■ **EXERCISE TASKS**:
A: In the ISCSP article, what special purpose did the Colonial School have when it was created? Answer in one to three sentences.
B: Write out the passage of the ISCSP article starting at "The Instituto Superior" and ending at "and political sciences.".

■ **DOCUMENT SECTION**:
= Instituto Superior de Ciências Sociais e Políticas =

The Instituto Superior de Ciências Sociais e Políticas (ISCSP) (Institute of Social and Political Sciences) is part of the University of Lisbon (ULisboa). It was known in the early 20th century as the Colonial School, when it was run by the Geographical Society of Lisbon. In 2016, ISCSP celebrated 110 years of continuous operation. As a higher education institution, ISCSP aims to equip students with skills in the cultural, scientific and technical fields; conduct fundamental and applied research; provide community service; and promote exchanges in the social and political sciences.

== History of Escola Colonial (Colonial School) ==
The Colonial School was established by a decree of 18 January 1906 of the Portuguese Navy and Overseas Affairs Ministry. The decree created the School within the Geography Society of Lisbon, entrusting it to the same Society, under the overall inspection of the Government. The School had the special purpose of instructing those who were to participate in the operation of the Portuguese overseas possessions. On 4 October 1906, a decree approving the provisional regulation of the Colonial School was published, and on 13 November of the same year, the ordinance approving its provisional programmes was passed.

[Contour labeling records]
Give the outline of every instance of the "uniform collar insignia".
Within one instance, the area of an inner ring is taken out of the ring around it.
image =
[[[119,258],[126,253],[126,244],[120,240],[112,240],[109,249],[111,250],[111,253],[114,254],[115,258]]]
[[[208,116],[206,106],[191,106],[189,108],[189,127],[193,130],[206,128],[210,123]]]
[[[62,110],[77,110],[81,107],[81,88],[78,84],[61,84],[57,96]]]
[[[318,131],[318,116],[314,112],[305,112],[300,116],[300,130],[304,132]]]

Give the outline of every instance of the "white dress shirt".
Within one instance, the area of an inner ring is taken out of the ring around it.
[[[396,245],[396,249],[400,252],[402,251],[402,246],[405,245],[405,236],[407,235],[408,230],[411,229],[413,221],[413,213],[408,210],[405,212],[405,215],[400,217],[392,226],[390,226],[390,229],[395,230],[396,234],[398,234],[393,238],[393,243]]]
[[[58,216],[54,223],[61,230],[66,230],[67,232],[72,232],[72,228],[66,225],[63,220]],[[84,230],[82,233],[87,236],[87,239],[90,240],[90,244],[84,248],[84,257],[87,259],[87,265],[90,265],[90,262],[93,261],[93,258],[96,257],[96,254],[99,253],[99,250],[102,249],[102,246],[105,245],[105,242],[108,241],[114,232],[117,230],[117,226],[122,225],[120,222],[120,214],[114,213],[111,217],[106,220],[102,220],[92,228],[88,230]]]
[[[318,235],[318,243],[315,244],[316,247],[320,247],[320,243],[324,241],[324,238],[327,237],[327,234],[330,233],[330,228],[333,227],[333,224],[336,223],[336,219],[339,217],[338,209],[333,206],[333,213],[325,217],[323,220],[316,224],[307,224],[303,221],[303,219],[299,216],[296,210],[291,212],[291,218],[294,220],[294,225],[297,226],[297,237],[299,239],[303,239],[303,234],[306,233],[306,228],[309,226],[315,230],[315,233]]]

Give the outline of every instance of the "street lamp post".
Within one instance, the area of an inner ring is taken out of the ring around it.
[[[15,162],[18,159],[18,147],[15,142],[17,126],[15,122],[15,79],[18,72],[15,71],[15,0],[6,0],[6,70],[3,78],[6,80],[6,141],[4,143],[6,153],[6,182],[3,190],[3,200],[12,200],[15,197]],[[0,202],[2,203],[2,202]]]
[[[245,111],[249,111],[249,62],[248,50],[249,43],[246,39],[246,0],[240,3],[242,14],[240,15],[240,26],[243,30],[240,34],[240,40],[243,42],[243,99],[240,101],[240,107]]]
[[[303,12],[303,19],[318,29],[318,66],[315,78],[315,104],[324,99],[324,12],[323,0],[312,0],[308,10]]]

■ **EXERCISE ANSWERS**:
A: The Colonial School had the special purpose of instructing the people who were to take part in running Portugal's overseas possessions.

B:
The Instituto Superior de Ciências Sociais e Políticas (ISCSP) (Institute of Social and Political Sciences) is part of the University of Lisbon (ULisboa). It was known in the early 20th century as the Colonial School, when it was run by the Geographical Society of Lisbon. In 2016, ISCSP celebrated 110 years of continuous operation. As a higher education institution, ISCSP aims to equip students with skills in the cultural, scientific and technical fields; conduct fundamental and applied research; provide community service; and promote exchanges in the social and political sciences.